# Указания
Повторите дословно строки листинга с самого его начала до строки с «Outline every instance of the blurred» включительно.

Записи из коллекции:
'''

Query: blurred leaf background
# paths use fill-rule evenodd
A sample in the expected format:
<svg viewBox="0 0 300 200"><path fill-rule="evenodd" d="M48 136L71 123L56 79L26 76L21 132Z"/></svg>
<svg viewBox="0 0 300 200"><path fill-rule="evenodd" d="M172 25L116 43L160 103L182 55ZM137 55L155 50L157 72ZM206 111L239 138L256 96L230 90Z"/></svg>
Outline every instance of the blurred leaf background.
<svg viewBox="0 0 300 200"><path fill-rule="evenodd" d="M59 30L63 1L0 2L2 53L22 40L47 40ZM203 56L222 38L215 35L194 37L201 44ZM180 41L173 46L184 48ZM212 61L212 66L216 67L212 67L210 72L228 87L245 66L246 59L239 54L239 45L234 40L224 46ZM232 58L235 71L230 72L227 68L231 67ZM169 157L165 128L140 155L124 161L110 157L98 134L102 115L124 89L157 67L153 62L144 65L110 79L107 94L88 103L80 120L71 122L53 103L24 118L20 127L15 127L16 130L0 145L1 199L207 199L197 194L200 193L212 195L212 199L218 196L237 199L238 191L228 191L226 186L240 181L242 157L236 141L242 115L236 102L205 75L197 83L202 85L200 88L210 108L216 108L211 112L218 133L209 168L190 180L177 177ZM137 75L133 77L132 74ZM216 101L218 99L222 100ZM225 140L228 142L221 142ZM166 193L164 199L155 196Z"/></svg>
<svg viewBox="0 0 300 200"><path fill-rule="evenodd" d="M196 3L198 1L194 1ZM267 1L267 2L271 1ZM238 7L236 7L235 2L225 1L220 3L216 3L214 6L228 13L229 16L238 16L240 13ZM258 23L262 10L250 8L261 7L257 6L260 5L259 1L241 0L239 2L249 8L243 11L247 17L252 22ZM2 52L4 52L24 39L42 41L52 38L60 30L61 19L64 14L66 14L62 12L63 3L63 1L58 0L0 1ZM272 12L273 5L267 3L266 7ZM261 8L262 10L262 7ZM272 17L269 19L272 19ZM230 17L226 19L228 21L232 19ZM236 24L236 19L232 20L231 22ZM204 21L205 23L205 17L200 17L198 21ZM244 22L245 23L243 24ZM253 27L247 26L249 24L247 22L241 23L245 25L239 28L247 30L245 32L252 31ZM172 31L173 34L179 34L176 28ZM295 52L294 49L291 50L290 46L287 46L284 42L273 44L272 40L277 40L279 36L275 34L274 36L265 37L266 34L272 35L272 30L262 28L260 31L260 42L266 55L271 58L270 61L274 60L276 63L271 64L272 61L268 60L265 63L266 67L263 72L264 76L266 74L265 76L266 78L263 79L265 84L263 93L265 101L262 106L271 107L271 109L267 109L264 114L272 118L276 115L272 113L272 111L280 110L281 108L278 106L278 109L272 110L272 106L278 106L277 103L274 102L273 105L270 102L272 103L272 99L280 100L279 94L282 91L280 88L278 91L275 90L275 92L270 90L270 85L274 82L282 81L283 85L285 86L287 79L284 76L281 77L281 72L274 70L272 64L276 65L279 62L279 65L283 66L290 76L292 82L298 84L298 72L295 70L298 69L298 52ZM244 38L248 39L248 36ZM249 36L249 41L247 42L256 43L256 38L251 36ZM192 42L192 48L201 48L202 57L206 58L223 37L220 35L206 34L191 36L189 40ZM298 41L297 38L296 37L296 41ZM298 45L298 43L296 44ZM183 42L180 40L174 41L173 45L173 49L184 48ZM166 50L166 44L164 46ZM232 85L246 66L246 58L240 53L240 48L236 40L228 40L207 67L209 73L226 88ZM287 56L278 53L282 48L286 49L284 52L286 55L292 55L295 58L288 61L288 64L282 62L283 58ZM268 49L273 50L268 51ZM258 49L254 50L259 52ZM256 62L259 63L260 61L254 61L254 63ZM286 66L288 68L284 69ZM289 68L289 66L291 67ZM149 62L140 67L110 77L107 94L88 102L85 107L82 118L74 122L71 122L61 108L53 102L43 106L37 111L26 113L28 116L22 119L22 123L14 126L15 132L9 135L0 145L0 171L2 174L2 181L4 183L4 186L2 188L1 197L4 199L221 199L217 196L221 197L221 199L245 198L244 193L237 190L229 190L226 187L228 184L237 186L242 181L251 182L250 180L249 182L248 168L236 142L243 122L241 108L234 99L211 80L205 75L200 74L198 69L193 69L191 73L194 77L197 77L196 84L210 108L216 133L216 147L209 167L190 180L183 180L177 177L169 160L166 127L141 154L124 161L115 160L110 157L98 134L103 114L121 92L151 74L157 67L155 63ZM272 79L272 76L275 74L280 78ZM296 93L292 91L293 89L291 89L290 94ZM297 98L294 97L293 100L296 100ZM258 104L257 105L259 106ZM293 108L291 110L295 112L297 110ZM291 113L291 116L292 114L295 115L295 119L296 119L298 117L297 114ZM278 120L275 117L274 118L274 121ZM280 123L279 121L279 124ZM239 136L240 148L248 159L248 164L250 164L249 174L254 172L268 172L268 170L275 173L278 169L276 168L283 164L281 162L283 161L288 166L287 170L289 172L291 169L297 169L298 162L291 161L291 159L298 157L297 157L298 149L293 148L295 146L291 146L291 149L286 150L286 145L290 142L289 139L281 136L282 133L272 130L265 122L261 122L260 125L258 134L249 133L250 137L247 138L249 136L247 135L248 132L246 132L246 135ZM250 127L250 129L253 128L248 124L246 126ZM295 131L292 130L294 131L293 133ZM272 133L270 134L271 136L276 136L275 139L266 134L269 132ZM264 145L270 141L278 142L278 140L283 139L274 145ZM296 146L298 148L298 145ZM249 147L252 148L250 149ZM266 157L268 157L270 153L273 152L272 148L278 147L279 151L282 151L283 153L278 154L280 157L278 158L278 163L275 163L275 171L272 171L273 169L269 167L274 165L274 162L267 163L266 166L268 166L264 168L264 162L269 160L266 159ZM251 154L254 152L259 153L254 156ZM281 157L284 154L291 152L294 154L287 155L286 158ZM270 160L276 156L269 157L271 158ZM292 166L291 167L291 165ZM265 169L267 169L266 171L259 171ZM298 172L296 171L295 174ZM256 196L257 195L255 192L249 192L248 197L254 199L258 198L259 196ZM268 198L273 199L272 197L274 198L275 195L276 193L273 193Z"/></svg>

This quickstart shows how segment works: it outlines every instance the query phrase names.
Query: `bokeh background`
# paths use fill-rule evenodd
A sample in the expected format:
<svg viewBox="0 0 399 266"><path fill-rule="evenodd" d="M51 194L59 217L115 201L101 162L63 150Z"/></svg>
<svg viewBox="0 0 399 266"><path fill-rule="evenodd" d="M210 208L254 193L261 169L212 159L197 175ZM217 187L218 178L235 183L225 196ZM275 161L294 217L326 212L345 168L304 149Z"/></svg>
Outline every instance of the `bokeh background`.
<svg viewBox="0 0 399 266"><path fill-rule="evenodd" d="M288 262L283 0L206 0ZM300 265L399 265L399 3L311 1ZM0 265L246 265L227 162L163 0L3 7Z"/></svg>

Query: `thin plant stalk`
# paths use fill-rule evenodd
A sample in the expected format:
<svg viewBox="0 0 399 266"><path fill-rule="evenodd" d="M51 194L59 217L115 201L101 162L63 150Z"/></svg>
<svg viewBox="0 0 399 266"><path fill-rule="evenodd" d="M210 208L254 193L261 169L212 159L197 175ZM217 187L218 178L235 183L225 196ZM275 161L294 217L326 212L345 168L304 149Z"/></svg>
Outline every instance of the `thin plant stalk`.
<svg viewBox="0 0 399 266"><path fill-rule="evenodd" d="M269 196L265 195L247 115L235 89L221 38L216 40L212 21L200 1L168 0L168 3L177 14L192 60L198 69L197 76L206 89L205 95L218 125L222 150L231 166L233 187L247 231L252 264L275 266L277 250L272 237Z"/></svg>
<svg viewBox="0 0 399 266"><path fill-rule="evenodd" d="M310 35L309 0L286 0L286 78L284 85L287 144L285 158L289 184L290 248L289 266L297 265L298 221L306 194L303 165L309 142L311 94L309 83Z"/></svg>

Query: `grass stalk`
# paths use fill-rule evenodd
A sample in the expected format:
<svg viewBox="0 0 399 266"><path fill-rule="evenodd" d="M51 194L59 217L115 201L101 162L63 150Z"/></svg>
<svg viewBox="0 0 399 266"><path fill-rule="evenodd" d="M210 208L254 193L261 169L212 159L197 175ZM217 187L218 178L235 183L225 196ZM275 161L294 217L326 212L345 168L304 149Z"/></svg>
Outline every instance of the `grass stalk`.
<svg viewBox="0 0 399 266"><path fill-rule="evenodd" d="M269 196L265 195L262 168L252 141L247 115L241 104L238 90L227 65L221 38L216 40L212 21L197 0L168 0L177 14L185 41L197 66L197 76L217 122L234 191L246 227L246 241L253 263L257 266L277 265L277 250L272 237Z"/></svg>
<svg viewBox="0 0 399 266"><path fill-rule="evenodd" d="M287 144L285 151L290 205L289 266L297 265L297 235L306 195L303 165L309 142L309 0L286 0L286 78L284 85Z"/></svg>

'''

# Решение задачи
Query: blurred leaf background
# paths use fill-rule evenodd
A sample in the expected format:
<svg viewBox="0 0 300 200"><path fill-rule="evenodd" d="M48 136L71 123L56 79L26 76L21 132Z"/></svg>
<svg viewBox="0 0 300 200"><path fill-rule="evenodd" d="M172 25L116 43L160 103L182 55ZM137 55L155 50L157 72ZM206 111L239 138L256 96L230 90Z"/></svg>
Outline every instance of the blurred leaf background.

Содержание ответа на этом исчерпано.